◆ **WRITTEN PROBLEM**: Starting at the line that contains "Point out every instance of the man's hair" and ending at the last line of the entries, rewrite those lines with "sweater ribbed hem" replaced by "knit sweater hem" and everything else left as it is.

◆ **DATA SECTION**:
§

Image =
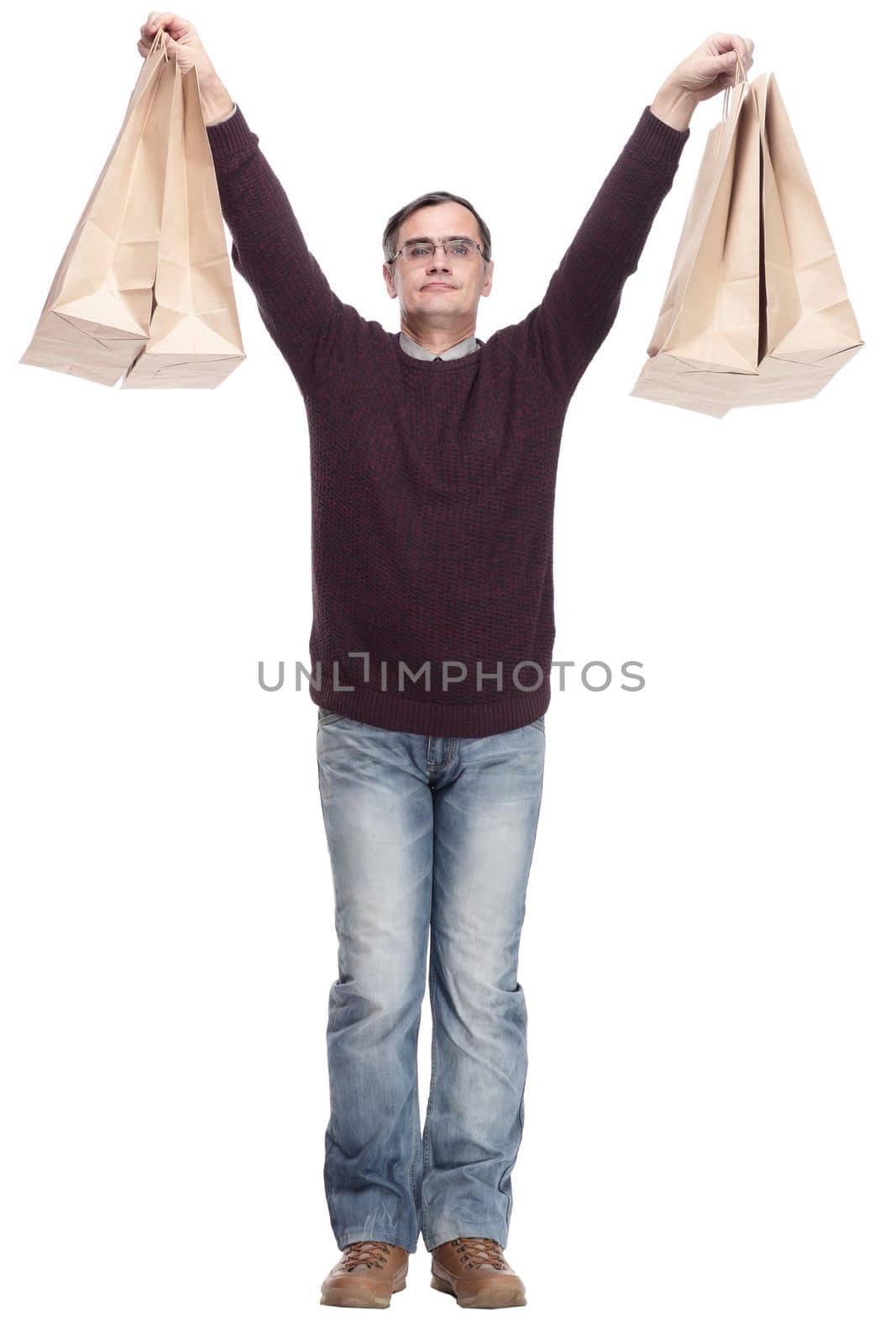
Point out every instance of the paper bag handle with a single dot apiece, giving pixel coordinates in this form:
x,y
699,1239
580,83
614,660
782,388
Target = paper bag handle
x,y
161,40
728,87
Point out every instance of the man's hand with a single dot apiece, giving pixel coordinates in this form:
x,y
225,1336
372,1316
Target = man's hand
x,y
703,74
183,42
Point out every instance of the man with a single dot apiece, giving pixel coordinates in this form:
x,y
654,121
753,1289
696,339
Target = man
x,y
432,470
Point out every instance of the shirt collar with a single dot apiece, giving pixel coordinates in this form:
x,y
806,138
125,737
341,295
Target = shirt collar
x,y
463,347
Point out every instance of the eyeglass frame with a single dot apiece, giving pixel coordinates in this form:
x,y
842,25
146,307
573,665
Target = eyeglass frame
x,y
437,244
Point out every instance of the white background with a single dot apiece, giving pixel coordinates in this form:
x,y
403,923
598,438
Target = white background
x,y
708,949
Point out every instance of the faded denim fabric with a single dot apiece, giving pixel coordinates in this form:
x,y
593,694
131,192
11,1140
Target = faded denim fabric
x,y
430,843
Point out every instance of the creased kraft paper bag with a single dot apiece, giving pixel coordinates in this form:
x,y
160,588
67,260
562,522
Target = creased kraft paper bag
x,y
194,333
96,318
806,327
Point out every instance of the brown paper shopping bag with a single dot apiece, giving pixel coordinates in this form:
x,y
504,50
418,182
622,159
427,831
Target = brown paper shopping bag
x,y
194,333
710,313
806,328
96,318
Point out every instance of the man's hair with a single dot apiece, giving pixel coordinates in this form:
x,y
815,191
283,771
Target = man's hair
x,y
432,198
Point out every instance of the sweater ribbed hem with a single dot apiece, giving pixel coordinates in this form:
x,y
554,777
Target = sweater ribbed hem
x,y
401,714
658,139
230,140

§

◆ **COMPLETE RESPONSE**:
Point out every instance of the man's hair with a single dot apiece, giving pixel coordinates in this form:
x,y
815,191
283,771
Target = man's hair
x,y
432,198
Point out every instance of the knit sweater hem with a single dot apiece, giving pixel coordinates in this form:
x,y
554,777
Target = knit sweater hem
x,y
401,714
658,139
230,140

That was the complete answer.